» Exercise instructions
The response has to be every entry, printed word for word.

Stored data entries

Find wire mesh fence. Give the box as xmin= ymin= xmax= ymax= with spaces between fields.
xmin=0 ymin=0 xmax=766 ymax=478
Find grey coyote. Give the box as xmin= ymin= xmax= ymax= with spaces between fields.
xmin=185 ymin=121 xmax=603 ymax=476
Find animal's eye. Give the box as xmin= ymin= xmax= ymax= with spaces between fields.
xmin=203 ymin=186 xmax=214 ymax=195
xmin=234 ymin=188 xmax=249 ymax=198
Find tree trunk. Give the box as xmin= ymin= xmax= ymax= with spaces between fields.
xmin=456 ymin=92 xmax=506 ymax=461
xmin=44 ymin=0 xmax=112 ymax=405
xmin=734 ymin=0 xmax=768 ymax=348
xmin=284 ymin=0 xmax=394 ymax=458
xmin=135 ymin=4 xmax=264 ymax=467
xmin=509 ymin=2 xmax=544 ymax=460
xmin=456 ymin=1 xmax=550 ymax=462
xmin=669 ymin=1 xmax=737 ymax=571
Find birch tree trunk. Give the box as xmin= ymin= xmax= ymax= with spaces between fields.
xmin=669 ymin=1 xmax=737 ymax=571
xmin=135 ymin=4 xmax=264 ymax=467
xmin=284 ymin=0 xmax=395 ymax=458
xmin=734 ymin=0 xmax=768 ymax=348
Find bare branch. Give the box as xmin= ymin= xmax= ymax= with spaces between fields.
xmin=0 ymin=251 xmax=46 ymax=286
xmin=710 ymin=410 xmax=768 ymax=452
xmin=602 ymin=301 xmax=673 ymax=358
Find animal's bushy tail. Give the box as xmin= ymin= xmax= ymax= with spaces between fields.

» Answer to this problem
Find wire mesh fence. Give the box as xmin= ymin= xmax= ymax= with spaces between fields.
xmin=0 ymin=0 xmax=766 ymax=478
Find grey coyote. Give the box as xmin= ymin= xmax= ymax= with spaces between fields.
xmin=185 ymin=121 xmax=603 ymax=476
Find animal's eye. Give the box as xmin= ymin= xmax= ymax= with spaces between fields.
xmin=203 ymin=186 xmax=214 ymax=195
xmin=234 ymin=188 xmax=249 ymax=198
Find tree trunk. Give the box as xmin= ymin= xmax= ymax= with spaces between fields.
xmin=456 ymin=92 xmax=506 ymax=461
xmin=44 ymin=0 xmax=112 ymax=405
xmin=734 ymin=0 xmax=768 ymax=348
xmin=284 ymin=0 xmax=394 ymax=458
xmin=135 ymin=4 xmax=264 ymax=467
xmin=509 ymin=2 xmax=544 ymax=460
xmin=456 ymin=1 xmax=550 ymax=462
xmin=669 ymin=1 xmax=737 ymax=571
Find birch tree trunk. Give the box as xmin= ymin= xmax= ymax= with spaces between fields.
xmin=669 ymin=1 xmax=737 ymax=571
xmin=135 ymin=4 xmax=264 ymax=467
xmin=284 ymin=0 xmax=395 ymax=458
xmin=734 ymin=0 xmax=768 ymax=348
Find bare branch. Give the box as xmin= ymin= xmax= ymax= with spaces between fields.
xmin=0 ymin=251 xmax=46 ymax=286
xmin=710 ymin=410 xmax=768 ymax=452
xmin=602 ymin=301 xmax=673 ymax=358
Find animal's bushy tail. Give the box as xmin= ymin= xmax= ymax= with spaces between fields.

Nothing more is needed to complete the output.